**Task objective**
Below is a block of entries, which should be copied verbatim apart from the pictures.

**Material provided**

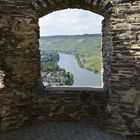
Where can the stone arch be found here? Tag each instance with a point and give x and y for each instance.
(101, 7)
(21, 100)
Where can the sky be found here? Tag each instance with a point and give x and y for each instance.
(70, 22)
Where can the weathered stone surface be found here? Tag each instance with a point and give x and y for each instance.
(20, 86)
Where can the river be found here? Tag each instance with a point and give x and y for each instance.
(82, 77)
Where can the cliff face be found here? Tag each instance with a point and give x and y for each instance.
(20, 83)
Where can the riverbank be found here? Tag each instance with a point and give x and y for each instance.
(82, 77)
(86, 49)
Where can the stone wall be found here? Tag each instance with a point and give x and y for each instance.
(124, 103)
(70, 105)
(21, 91)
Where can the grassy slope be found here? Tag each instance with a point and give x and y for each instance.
(87, 48)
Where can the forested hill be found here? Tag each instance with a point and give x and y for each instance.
(86, 48)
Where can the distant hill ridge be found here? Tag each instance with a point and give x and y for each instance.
(71, 36)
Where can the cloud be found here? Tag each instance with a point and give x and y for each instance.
(70, 22)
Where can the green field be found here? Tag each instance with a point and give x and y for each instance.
(86, 48)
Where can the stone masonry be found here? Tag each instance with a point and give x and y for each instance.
(23, 99)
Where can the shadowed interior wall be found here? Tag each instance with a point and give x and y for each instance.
(20, 85)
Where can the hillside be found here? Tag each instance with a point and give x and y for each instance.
(86, 48)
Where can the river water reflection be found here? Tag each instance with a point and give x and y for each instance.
(82, 77)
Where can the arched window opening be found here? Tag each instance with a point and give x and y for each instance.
(70, 45)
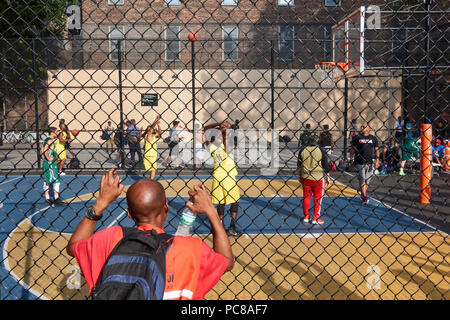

**Result**
Where can the stone arch be found here? Tag each instance with a point and give x and y for each instance.
(101, 7)
(21, 100)
Where can the sky be found here? Tag each instance with a point and give x and y for each instance.
(70, 22)
Where can the weathered stone surface be found here? Tag each instance with a point and give x and y for each instance.
(20, 86)
Where can the river be found here? Tag each instance with a point and give x and y for each instance.
(82, 77)
Where can the cliff face be found here? Tag each instance with a point and give x and y for each instance.
(20, 83)
Where can the riverbank be found here? Tag each instance with a point and give x and y for each instance.
(82, 77)
(86, 49)
Where can the stone wall be found here? Tag each instance with a point and give x and y for each instance.
(124, 103)
(70, 105)
(21, 91)
Where can the grassy slope be found here? Tag each instance with a point and give x and y for each instance.
(87, 48)
Where can the forested hill be found here? Tag each instance with a point and give x and y for each instance.
(86, 48)
Where can the distant hill ridge be found here? Tag each instance with a point and give x and y for each instance.
(71, 36)
Where can the cloud be found here? Tag each instance with a point and give x and y for each instance.
(70, 22)
Where can the green field be found here? Tag each instance with a point and give x and y for each instance.
(86, 48)
Where can the stone masonry be found here? Tag each instance with a point and give x and y for each instance.
(23, 99)
Where can the shadowed interior wall be found here? Tag each instance with a point and give x and y for each instance.
(20, 85)
Where can the hillside be found here? Tag each instance with a point and give x and y for each instance.
(86, 48)
Where can the river water reflection be found here? Tag each instance with a point and give x and y for each instance.
(82, 77)
Where can the arched window opening be found here? Tag each instance with a point and give x and y for each instance.
(70, 45)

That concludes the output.